── RAW RECORDS ──
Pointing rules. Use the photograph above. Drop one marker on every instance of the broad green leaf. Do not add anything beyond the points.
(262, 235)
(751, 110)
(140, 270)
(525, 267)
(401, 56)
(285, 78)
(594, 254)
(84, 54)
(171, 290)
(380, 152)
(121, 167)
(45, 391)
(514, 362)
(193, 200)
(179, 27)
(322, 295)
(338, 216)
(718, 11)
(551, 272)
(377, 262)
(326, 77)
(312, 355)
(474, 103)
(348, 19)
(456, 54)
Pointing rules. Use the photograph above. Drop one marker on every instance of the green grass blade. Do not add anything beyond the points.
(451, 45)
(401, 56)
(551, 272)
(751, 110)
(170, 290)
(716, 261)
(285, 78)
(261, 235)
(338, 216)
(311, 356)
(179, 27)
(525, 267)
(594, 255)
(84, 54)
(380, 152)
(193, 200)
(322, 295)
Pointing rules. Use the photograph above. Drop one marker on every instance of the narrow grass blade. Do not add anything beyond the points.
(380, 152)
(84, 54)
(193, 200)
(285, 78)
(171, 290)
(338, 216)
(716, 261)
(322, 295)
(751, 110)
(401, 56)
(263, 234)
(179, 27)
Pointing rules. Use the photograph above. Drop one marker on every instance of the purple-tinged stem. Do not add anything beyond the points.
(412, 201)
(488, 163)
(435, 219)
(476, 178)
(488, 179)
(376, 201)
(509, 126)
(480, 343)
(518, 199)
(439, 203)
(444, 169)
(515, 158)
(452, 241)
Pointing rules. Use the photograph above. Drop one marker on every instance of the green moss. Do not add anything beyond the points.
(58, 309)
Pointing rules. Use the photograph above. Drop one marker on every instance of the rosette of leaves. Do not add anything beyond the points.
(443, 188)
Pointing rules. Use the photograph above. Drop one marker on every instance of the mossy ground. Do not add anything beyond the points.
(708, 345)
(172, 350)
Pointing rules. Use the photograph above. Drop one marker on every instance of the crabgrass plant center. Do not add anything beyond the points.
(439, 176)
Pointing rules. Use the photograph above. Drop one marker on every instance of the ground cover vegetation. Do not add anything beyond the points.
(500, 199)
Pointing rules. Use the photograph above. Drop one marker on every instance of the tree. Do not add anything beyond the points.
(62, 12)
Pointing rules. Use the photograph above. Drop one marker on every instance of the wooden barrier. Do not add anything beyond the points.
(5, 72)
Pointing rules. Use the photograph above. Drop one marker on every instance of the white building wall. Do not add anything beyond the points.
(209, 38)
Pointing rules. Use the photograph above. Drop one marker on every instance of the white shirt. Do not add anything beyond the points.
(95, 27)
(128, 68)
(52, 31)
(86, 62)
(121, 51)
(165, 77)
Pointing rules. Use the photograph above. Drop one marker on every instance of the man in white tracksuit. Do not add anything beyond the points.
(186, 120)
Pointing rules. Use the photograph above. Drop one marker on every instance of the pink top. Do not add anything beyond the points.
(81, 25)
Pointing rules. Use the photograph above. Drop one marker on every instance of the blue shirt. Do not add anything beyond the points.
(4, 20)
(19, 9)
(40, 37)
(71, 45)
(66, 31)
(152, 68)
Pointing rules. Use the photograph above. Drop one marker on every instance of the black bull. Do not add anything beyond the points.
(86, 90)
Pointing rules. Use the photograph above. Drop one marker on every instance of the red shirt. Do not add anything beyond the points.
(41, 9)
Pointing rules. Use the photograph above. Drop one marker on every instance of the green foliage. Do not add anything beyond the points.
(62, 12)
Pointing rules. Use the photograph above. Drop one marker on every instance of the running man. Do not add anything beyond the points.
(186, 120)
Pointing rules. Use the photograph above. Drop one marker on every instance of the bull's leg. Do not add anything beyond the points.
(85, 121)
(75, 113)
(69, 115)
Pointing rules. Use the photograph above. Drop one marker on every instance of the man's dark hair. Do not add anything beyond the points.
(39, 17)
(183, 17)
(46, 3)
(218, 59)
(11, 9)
───
Repeat every one of the items above verbatim, without changing anything.

Pointing rules. Use the photograph above. Drop one marker on every instance of the broad green leaf. Do not add anything beyond the points.
(262, 235)
(751, 110)
(140, 270)
(525, 267)
(401, 56)
(285, 78)
(594, 254)
(84, 54)
(171, 290)
(380, 152)
(121, 167)
(45, 391)
(514, 362)
(193, 200)
(179, 27)
(322, 295)
(338, 216)
(718, 11)
(551, 272)
(377, 262)
(326, 77)
(312, 355)
(474, 103)
(348, 19)
(456, 54)
Pointing rules. Use the photograph above. Drop one marker on every instance of the green grass blade. Do not add anything beyond the points.
(451, 45)
(401, 56)
(551, 272)
(751, 110)
(170, 290)
(716, 261)
(285, 78)
(261, 235)
(338, 216)
(311, 356)
(179, 27)
(525, 267)
(594, 255)
(84, 54)
(380, 152)
(193, 200)
(322, 295)
Pointing rules. Use the photograph above. Drop one marker on every instance of the narrow grass blade. Do not add anything beyond the points.
(380, 152)
(84, 54)
(193, 200)
(285, 78)
(171, 290)
(338, 216)
(716, 261)
(322, 295)
(751, 110)
(401, 56)
(263, 234)
(179, 27)
Pointing rules. Use the photograph above. Drop one marker on every instance of the purple-tinged stem. Do not add anything beyond the points.
(412, 201)
(488, 163)
(435, 219)
(476, 178)
(488, 179)
(376, 201)
(509, 126)
(480, 343)
(518, 199)
(439, 203)
(444, 169)
(515, 158)
(452, 241)
Pointing rules. Use the photograph above. Drop one marker on every instance of the green moss. Do not add anything beyond the points.
(58, 309)
Pointing rules. Use the photograph above. Drop one marker on every instance of the rosette of leaves. Do not add anything beyond the points.
(443, 188)
Pointing rules. Use the photograph above. Drop one marker on every instance of the mossy ground. Do not add anything beyond the points.
(708, 345)
(172, 350)
Pointing rules. Use the photograph above. Drop one marker on every instance of the crabgrass plant center. Do not add anything beyond the points.
(439, 176)
Pointing rules. Use the photograph above. Drop one marker on every instance of the ground cover vegetation. Do not add anything beyond the points.
(500, 199)
Pointing rules. Use the photograph above. Drop one marker on every instance of the tree. Do not add anything beyond the points.
(62, 12)
Pointing rules. Use the photograph above. Drop one marker on every instance of the wooden barrier. Do not add anything beyond the points.
(5, 72)
Pointing rules. Use the photograph above. Drop one marker on every instance of the white building wall. Do not add anything beyond the points.
(209, 38)
Pointing rules. Use the photograph above. Drop one marker on every instance of the white shirt. Do not add anything beyond the points.
(95, 27)
(128, 68)
(52, 31)
(86, 62)
(121, 51)
(165, 77)
Pointing rules. Use the photograph above. Drop one marker on every instance of the man in white tracksuit. Do not add anything beyond the points.
(186, 120)
Pointing rules. Use the photograph above. Drop one marker on every instance of the pink top. Do not add anything beyond the points.
(81, 25)
Pointing rules. Use the photograph above. Drop one marker on every instance of the blue shirt. Do not add anything beyond the points.
(4, 20)
(19, 9)
(40, 37)
(71, 45)
(66, 31)
(152, 68)
Pointing rules. Use the photograph above. Drop one marker on every instance of the black bull. Do not add anything beyond the points.
(86, 90)
Pointing rules. Use the photograph above. Drop one marker on every instance of the red shirt. Do not add anything beyond the points.
(41, 9)
Pointing rules. Use the photograph above. Drop one marker on every instance of the green foliage. Do not add anything beyond the points.
(62, 12)
Pointing rules. Use the photograph above. Drop one marker on every instance of the running man. Do not add anything beyond the points.
(186, 120)
Pointing rules. Use the photograph above. Drop one marker on every instance of the bull's leg. Do not add anything beyond the points.
(85, 121)
(75, 113)
(69, 115)
Pointing rules. Use the photograph above. Drop one marker on every instance of the man's dark hair. Do not add anything beyond the points.
(39, 17)
(183, 17)
(46, 3)
(218, 59)
(11, 9)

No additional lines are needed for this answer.